- Origin: Melbourne, Victoria, Australia
- Genres: Alternative rock, post-punk revival
- Years active: 2004–present
- Labels: In-Fidelity Recordings New York Night Train Z-Man Records Longtime Listener Behind the Beat
- Members: Kris Buscombe Ash Buscombe Robert Wrigley Matt Cox
- Past members: Duncan Blachford Tom Barry
- Website: Witch Hats bandcamp

= Witch Hats =

Australian rock band

Witch Hats are an Australian rock band formed in Melbourne in 2004.

==History==
===Formation and Wound of a Little Horse (2004–2007)===
The band was formed in late 2004 by guitarist and vocalist Kris Buscombe with drummer Duncan Blachford, who moved to Melbourne from Tasmania to start a band. Shortly after a self-titled demo CD was released, Buscombe recruited his younger brother Ash to play bass. By the time the group was prepared to release their first EP, Wound of a Little Horse produced by Phill Calvert (The Birthday Party) on In-Fidelity Recordings in 2006, Tom Barry had also joined the line-up. A 7-inch single, "Before I Weigh" was released in November 2007 as a teaser for their upcoming debut, Cellulite Soul.

===Cellulite Soul and US Tour (2008)===
Again working with Phill Calvert, Cellulite Soul was released in March 2008. Shortly after, the band embarked on a US tour with The Drones. While in the US, they released the single "Hellhole" on the New York indie label New York Night Train. They filmed the video clip for their song, "Check the Center" in a desert in Arizona and recorded new material for Solarium Down the Causeway in Oakland, California. Their cover of The Breeders' song "The She" was released on the compilation album Gigantic: A Tribute To Kim Deal (American Laundromat Records).

Objective:
Retype the passage of the Witch Hats text from "- Origin: Melbourne, Victoria, Australia" to "Melbourne in 2004.", word for word.

Dataset content:
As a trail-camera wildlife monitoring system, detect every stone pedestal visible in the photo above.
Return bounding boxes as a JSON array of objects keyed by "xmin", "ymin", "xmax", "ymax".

Written solution:
- Origin: Melbourne, Victoria, Australia
- Genres: Alternative rock, post-punk revival
- Years active: 2004–present
- Labels: In-Fidelity Recordings New York Night Train Z-Man Records Longtime Listener Behind the Beat
- Members: Kris Buscombe Ash Buscombe Robert Wrigley Matt Cox
- Past members: Duncan Blachford Tom Barry
- Website: Witch Hats bandcamp

= Witch Hats =

Australian rock band

Witch Hats are an Australian rock band formed in Melbourne in 2004.